▸ Your instructions:
Output the full listing below, keeping each line exact.

▸ Extracted entries:
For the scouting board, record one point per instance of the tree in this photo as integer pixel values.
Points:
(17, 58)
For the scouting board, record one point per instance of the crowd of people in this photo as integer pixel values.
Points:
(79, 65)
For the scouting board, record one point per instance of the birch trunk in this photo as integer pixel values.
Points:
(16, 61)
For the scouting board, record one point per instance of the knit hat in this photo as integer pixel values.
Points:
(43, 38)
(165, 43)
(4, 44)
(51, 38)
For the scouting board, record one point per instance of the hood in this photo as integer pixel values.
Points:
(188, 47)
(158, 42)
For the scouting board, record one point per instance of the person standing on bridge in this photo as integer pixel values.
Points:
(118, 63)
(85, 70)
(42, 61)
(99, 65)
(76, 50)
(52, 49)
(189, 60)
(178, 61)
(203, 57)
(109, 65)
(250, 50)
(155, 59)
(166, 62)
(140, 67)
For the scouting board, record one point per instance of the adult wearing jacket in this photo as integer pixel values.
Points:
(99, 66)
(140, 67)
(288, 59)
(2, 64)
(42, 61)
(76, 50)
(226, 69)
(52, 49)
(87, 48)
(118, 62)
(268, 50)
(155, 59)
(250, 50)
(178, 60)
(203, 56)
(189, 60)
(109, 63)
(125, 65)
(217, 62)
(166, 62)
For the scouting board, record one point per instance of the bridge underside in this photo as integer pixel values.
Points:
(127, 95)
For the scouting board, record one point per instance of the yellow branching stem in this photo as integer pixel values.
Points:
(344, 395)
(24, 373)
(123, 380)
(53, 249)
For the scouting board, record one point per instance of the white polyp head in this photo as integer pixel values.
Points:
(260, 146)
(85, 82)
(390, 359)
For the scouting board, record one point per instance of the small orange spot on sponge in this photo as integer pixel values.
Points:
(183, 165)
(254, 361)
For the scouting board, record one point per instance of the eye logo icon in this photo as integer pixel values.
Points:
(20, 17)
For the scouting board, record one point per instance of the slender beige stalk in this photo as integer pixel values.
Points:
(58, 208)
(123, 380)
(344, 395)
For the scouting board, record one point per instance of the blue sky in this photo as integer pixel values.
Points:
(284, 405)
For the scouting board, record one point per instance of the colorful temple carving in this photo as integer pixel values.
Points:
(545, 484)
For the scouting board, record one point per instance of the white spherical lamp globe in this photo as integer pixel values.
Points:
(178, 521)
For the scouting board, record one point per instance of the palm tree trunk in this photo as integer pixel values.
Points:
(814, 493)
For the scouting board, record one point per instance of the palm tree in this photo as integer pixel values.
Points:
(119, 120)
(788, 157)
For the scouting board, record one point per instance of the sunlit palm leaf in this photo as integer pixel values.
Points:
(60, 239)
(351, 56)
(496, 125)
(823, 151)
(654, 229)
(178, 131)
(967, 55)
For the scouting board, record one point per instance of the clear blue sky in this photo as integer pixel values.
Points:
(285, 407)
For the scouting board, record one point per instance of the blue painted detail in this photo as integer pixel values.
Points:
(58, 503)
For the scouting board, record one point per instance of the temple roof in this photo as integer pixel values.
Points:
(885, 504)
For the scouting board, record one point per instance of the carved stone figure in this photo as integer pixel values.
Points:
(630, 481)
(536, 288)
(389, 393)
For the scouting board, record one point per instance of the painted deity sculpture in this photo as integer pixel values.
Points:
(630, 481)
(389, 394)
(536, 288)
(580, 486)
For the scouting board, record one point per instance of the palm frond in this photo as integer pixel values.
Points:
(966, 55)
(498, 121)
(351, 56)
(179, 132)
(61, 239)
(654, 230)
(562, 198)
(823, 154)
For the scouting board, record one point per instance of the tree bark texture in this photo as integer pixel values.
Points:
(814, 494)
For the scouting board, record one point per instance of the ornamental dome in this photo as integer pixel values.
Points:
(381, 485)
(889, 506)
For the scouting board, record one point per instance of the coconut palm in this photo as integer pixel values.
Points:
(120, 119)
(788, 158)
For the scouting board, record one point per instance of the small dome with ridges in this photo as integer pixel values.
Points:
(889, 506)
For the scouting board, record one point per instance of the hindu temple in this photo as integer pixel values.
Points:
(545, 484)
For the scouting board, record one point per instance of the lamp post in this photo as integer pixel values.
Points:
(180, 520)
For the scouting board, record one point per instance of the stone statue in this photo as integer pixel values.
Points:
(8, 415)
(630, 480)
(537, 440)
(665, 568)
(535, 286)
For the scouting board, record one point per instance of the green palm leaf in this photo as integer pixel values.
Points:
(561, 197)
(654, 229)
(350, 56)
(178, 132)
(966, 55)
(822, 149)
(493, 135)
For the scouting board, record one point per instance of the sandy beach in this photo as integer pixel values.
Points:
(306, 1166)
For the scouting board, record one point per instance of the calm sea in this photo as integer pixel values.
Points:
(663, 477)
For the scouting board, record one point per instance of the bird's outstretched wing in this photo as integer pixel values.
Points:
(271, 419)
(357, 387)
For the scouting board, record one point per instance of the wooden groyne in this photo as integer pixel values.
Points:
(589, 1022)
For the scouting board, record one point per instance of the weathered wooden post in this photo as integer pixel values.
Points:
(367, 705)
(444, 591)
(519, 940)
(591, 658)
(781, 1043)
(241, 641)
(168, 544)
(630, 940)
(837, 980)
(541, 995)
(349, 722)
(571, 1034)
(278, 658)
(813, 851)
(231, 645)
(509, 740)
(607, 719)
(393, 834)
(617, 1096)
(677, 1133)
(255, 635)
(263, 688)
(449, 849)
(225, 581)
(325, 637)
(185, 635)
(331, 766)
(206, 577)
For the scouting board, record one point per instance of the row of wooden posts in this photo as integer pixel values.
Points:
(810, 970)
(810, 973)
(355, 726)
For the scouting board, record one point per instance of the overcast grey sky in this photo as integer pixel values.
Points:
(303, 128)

▸ Solution for this problem:
For the scouting board, record one point per instance of the tree in this photo as integer pixel values.
Points:
(17, 58)
For the scouting board, record one point per instance of the crowd of people in this photo as integer pixel values.
Points:
(79, 65)
For the scouting board, record one point per instance of the birch trunk in this photo as integer pixel values.
Points:
(16, 61)
For the scouting board, record one point per instance of the knit hat in this photo as integer pixel values.
Points:
(43, 38)
(165, 43)
(4, 44)
(51, 38)
For the scouting board, record one point per instance of the hood in this photo as integer pixel values.
Points:
(188, 47)
(158, 42)
For the scouting board, record one point per instance of the person standing on bridge in this photo as integer pixel values.
Points:
(118, 63)
(85, 70)
(42, 61)
(99, 65)
(76, 50)
(52, 49)
(189, 60)
(178, 61)
(203, 57)
(109, 65)
(250, 50)
(155, 59)
(166, 62)
(140, 67)
For the scouting board, record one point per instance of the adult wearing jacket in this photo as integer pixel values.
Points:
(99, 66)
(140, 67)
(288, 59)
(2, 64)
(42, 61)
(76, 50)
(226, 69)
(52, 49)
(87, 48)
(118, 62)
(268, 50)
(155, 59)
(250, 50)
(178, 60)
(203, 56)
(189, 60)
(109, 63)
(125, 65)
(217, 62)
(166, 62)
For the scouting board, record one point per instance of the bridge underside in this photo as integer pixel values.
Points:
(127, 95)
For the scouting board, record one point per instance of the yellow branching stem in this photo as integer pixel values.
Points:
(344, 395)
(24, 373)
(123, 380)
(53, 249)
For the scouting board, record one point per instance of the white polyp head in this photo as integer pixel values.
Points:
(260, 146)
(85, 82)
(390, 359)
For the scouting board, record one point per instance of the small orange spot on sponge in this photo as integer pixel values.
Points:
(183, 165)
(254, 361)
For the scouting board, record one point per instance of the eye logo icon in this photo as integer pixel values.
Points:
(20, 17)
For the scouting board, record one point per instance of the slender beige stalk in this photo as integer pixel values.
Points:
(58, 208)
(123, 380)
(344, 395)
For the scouting board, record one point per instance of the blue sky in this photo as integer pixel values.
Points:
(284, 405)
For the scouting board, record one point per instance of the colorful temple carving in this photo as integer pixel values.
Points:
(545, 484)
For the scouting board, record one point per instance of the white spherical lamp globe in this photo as integer pixel values.
Points:
(178, 521)
For the scouting board, record one point per instance of the palm tree trunk in this photo as integer pixel values.
Points:
(814, 493)
For the scouting board, record one point per instance of the palm tree in this photo as integer pixel values.
Points:
(119, 120)
(788, 157)
For the scouting board, record one point per instance of the sunlit palm leaf in this photo as integer pixel values.
Points:
(60, 239)
(351, 56)
(496, 125)
(823, 151)
(654, 229)
(178, 131)
(967, 55)
For the scouting board, record one point per instance of the clear blue sky in this photo as integer pixel values.
Points:
(285, 407)
For the scouting board, record one point per instance of the blue painted detail in this photo as integer pixel values.
Points:
(58, 503)
For the scouting board, record one point per instance of the temple roof in this photo as integer pixel values.
Points:
(885, 504)
For the scouting board, record one point per instance of the carved stone figure in this photo as integer pixel values.
Points:
(630, 481)
(536, 288)
(389, 393)
For the scouting board, record one point per instance of the painted deity sculpture in this photo as integer pixel values.
Points:
(630, 481)
(389, 394)
(536, 288)
(580, 486)
For the scouting board, record one point per instance of the palm frond in this photo as integer pixel values.
Points:
(966, 55)
(498, 121)
(351, 56)
(179, 132)
(61, 239)
(654, 230)
(562, 198)
(823, 154)
For the scouting board, record one point per instance of the tree bark texture in this photo as integer pixel values.
Points:
(814, 494)
For the scouting board, record one point per instance of the ornamental dome in this photo as integer pixel values.
Points:
(381, 485)
(889, 506)
For the scouting board, record one point per instance of the coconut palm in this photo as integer pixel values.
Points:
(120, 119)
(788, 158)
For the scouting board, record one point per instance of the small dome with ridges in this photo as integer pixel values.
Points:
(889, 506)
For the scouting board, record one point per instance of the hindu temple in this photo as integer pixel values.
Points:
(545, 484)
For the scouting board, record one point per instance of the lamp post in this photo as integer pixel values.
Points:
(180, 520)
For the scouting board, record one point per instance of the stone statue in this photo as integer pixel values.
Points:
(8, 415)
(630, 480)
(537, 440)
(665, 568)
(535, 286)
For the scouting board, record one point per instance of the green palm leaf in this photo as integer pixel values.
Points:
(561, 197)
(654, 229)
(350, 56)
(178, 132)
(966, 55)
(822, 149)
(493, 135)
For the scouting board, record one point per instance of the sandy beach in this photo as integer pixel values.
Points:
(306, 1166)
For the scouting board, record one point per instance of the calm sea in this photo as integer pixel values.
Points:
(663, 477)
For the scouting board, record one point per instance of the bird's outstretched wing in this photo as integer pixel values.
Points:
(271, 419)
(357, 387)
For the scouting board, record one point per instance of the wooden groyne in this photo as integer pixel values.
Points:
(589, 1022)
For the scouting board, record one point per instance of the weathered wooden post in this photo as integer pixel values.
Points:
(367, 705)
(444, 591)
(519, 940)
(591, 658)
(781, 1043)
(241, 641)
(168, 544)
(630, 940)
(837, 980)
(541, 995)
(349, 722)
(571, 1034)
(278, 658)
(813, 851)
(231, 645)
(509, 740)
(607, 719)
(393, 834)
(617, 1096)
(677, 1133)
(255, 635)
(263, 688)
(449, 849)
(225, 581)
(325, 637)
(185, 635)
(331, 766)
(206, 577)
For the scouting board, record one point per instance of the row of wooden posts in this photo as integer pixel values.
Points:
(810, 970)
(810, 973)
(355, 726)
For the scouting board, record one point per instance of the overcast grey sky in this photo as integer pixel values.
Points:
(303, 128)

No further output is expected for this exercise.